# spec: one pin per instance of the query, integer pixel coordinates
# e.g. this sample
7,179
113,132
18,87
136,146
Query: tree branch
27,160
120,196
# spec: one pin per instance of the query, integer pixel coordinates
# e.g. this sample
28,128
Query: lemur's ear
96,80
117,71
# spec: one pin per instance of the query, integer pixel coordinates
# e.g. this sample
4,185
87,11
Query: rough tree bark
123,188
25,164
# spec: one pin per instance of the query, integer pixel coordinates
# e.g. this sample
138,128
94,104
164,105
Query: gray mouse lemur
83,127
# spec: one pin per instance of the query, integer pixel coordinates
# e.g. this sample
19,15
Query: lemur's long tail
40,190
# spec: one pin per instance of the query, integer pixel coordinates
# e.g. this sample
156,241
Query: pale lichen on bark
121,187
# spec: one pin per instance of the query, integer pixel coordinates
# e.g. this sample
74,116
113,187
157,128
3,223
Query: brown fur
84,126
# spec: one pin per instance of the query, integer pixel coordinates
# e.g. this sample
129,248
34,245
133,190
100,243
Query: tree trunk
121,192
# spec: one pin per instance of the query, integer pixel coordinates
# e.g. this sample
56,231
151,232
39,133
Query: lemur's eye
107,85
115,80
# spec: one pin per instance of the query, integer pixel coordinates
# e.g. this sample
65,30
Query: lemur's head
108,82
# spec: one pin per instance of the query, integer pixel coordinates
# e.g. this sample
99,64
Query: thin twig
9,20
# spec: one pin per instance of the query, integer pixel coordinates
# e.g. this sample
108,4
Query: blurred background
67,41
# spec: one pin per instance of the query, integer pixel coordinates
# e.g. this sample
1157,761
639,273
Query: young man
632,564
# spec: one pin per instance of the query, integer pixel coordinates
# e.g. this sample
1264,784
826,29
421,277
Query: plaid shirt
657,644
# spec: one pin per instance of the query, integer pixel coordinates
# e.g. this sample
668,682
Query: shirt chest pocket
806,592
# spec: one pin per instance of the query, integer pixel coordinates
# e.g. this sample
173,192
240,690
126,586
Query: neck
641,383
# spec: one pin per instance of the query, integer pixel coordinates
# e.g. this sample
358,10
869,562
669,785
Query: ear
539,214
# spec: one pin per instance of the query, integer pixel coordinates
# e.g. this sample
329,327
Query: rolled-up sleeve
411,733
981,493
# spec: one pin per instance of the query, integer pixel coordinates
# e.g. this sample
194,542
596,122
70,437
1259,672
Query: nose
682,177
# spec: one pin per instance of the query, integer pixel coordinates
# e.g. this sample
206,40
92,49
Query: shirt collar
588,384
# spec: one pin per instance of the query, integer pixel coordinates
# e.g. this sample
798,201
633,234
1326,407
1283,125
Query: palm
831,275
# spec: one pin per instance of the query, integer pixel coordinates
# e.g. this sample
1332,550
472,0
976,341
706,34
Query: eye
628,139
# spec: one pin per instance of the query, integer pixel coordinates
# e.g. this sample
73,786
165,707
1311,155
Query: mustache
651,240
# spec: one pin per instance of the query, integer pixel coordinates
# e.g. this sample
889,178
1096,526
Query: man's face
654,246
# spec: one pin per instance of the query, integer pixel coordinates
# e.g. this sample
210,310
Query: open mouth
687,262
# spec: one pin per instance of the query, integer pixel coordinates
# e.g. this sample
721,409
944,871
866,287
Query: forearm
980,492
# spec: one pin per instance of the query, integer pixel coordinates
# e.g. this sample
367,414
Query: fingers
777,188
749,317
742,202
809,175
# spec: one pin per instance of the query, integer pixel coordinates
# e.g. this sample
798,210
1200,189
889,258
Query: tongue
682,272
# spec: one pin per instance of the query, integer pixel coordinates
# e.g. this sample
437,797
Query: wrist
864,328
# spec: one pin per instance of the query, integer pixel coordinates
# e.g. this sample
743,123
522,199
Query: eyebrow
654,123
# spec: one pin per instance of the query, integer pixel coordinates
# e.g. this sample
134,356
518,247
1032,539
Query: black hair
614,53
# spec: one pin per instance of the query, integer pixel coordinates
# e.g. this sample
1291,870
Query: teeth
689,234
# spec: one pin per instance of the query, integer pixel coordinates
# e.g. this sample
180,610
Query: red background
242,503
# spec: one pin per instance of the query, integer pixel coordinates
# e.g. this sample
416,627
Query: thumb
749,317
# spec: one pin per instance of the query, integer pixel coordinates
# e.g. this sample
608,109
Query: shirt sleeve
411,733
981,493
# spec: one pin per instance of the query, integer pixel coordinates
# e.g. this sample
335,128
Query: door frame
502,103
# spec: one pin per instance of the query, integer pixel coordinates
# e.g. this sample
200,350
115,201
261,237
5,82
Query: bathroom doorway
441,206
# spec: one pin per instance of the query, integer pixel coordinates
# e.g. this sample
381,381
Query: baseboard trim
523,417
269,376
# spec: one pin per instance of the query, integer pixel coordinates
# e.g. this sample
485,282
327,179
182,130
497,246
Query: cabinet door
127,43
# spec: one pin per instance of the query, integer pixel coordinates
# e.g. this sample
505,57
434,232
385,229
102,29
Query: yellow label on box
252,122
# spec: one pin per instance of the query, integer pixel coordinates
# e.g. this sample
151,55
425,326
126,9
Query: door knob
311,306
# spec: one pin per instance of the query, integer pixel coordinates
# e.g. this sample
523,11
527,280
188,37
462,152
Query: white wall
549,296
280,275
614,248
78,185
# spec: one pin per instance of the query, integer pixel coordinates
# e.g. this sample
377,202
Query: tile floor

************

WORK TO COMPLETE: Copy down the material exactly as written.

CORRECT OUTPUT:
# spec: one pin per instance of the query, integer pixel coordinates
# e.g. this sample
7,179
113,132
18,87
136,146
Query: tree branch
27,160
120,196
# spec: one pin per instance of the query, integer pixel coordinates
# e.g. this sample
28,128
Query: lemur's ear
96,80
117,71
# spec: one pin per instance of the query, integer pixel coordinates
# e.g. this sample
4,185
87,11
Query: rough tree bark
123,188
25,164
# spec: one pin per instance of the query, integer pixel coordinates
# e.g. this sample
138,128
94,104
164,105
Query: gray mouse lemur
83,127
# spec: one pin per instance of the query, integer pixel coordinates
# e.g. this sample
19,15
Query: lemur's long tail
40,190
# spec: one pin per instance of the query, integer pixel coordinates
# e.g. this sample
156,241
Query: pale lichen on bark
121,187
# spec: one pin per instance of the query, integer pixel coordinates
# e.g. this sample
74,116
113,187
157,128
3,223
Query: brown fur
84,126
# spec: one pin per instance of the query, integer pixel coordinates
# e.g. this sample
129,248
34,245
133,190
100,243
Query: tree trunk
121,192
# spec: one pin per instance of the query, integer pixel coordinates
# e.g. this sample
56,231
151,232
39,133
Query: lemur's eye
107,85
115,80
# spec: one pin per instance of the query, integer pixel coordinates
# e.g. this sample
65,30
Query: lemur's head
108,82
# spec: one pin per instance of the query, integer pixel coordinates
# e.g. this sample
99,64
Query: thin twig
9,20
# spec: one pin per instance of the query, integer pixel coordinates
# e.g. this sample
108,4
Query: blurred background
67,41
# spec: one pin per instance of the query, integer pixel coordinates
# e.g. this sample
1157,761
639,273
Query: young man
632,564
# spec: one pin per instance of the query, integer pixel coordinates
# e.g. this sample
1264,784
826,29
421,277
Query: plaid shirt
657,644
# spec: one pin per instance of the query, integer pixel coordinates
# e.g. this sample
668,682
Query: shirt chest pocket
806,592
# spec: one pin per instance of the query, integer pixel coordinates
# e.g. this sample
173,192
240,690
126,586
Query: neck
641,383
# spec: one pin per instance of the query, integer pixel coordinates
# e.g. this sample
358,10
869,562
669,785
Query: ear
539,214
# spec: one pin per instance of the query, integer pixel coordinates
# e.g. this sample
329,327
Query: rolled-up sleeve
411,733
981,493
# spec: one pin per instance of the query, integer pixel coordinates
# e.g. this sample
194,542
596,122
70,437
1259,672
Query: nose
682,177
# spec: one pin per instance of the query, integer pixel coordinates
# e.g. this sample
206,40
92,49
Query: shirt collar
588,384
# spec: one pin per instance of the query, integer pixel coordinates
# e.g. this sample
798,201
633,234
1326,407
1283,125
Query: palm
831,275
# spec: one pin per instance of the query, integer pixel coordinates
# e.g. this sample
1332,550
472,0
976,341
706,34
Query: eye
628,139
# spec: one pin per instance of the query, integer pixel coordinates
# e.g. this sample
73,786
165,707
1311,155
Query: mustache
651,240
# spec: one pin per instance of the query, integer pixel coordinates
# e.g. this sample
889,178
1096,526
Query: man's face
654,246
# spec: one pin per instance of the query, integer pixel coordinates
# e.g. this sample
210,310
Query: open mouth
687,262
# spec: one pin per instance of the query, integer pixel coordinates
# e.g. this sample
721,409
944,871
866,287
Query: forearm
980,492
# spec: one pin per instance of the query, integer pixel coordinates
# e.g. this sample
367,414
Query: fingers
777,188
749,317
742,202
809,175
# spec: one pin per instance of the query, integer pixel coordinates
# e.g. this sample
798,210
1200,189
889,258
Query: tongue
682,272
# spec: one pin per instance of the query, integer pixel coordinates
# e.g. this sample
437,797
Query: wrist
864,328
# spec: one pin per instance of the query, integer pixel coordinates
# e.g. this sample
743,123
522,199
Query: eyebrow
654,123
# spec: one pin per instance of the query, integer pixel coordinates
# e.g. this sample
134,356
518,247
1032,539
Query: black hair
614,53
# spec: one pin per instance of the query, integer pixel coordinates
# e.g. this sample
1291,870
Query: teeth
689,234
# spec: one pin per instance of the query, integer pixel coordinates
# e.g. this sample
180,610
Query: red background
242,503
# spec: one pin per instance of the query, integer pixel coordinates
# e.g. this sample
416,627
Query: thumb
749,317
# spec: one pin per instance of the query, integer pixel coordinates
# e.g. this sample
608,109
Query: shirt sleeve
411,733
981,493
# spec: one pin per instance of the query, integer pixel coordinates
# e.g. this sample
335,128
Query: door frame
502,103
# spec: one pin per instance of the query, integer pixel coordinates
# e.g. this sample
200,350
115,201
261,237
5,82
Query: bathroom doorway
441,206
# spec: one pin per instance of the query, integer pixel coordinates
# e.g. this sample
381,381
Query: baseboard trim
523,417
269,376
# spec: one pin per instance of the query, integer pixel coordinates
# e.g. this sample
485,282
327,179
182,130
497,246
Query: cabinet door
127,43
# spec: one pin per instance of the query, integer pixel coordinates
# e.g. this sample
505,57
434,232
385,229
102,29
Query: yellow label on box
252,122
# spec: one pin per instance of the query, integer pixel coordinates
# e.g. this sample
151,55
425,326
126,9
Query: door knob
311,306
# spec: one pin per instance of the query, integer pixel coordinates
# e.g. this sample
523,11
527,280
188,37
462,152
Query: white wall
549,296
280,275
614,248
78,185
# spec: one pin per instance of the query, integer pixel coordinates
# e.g. this sample
377,202
Query: tile floor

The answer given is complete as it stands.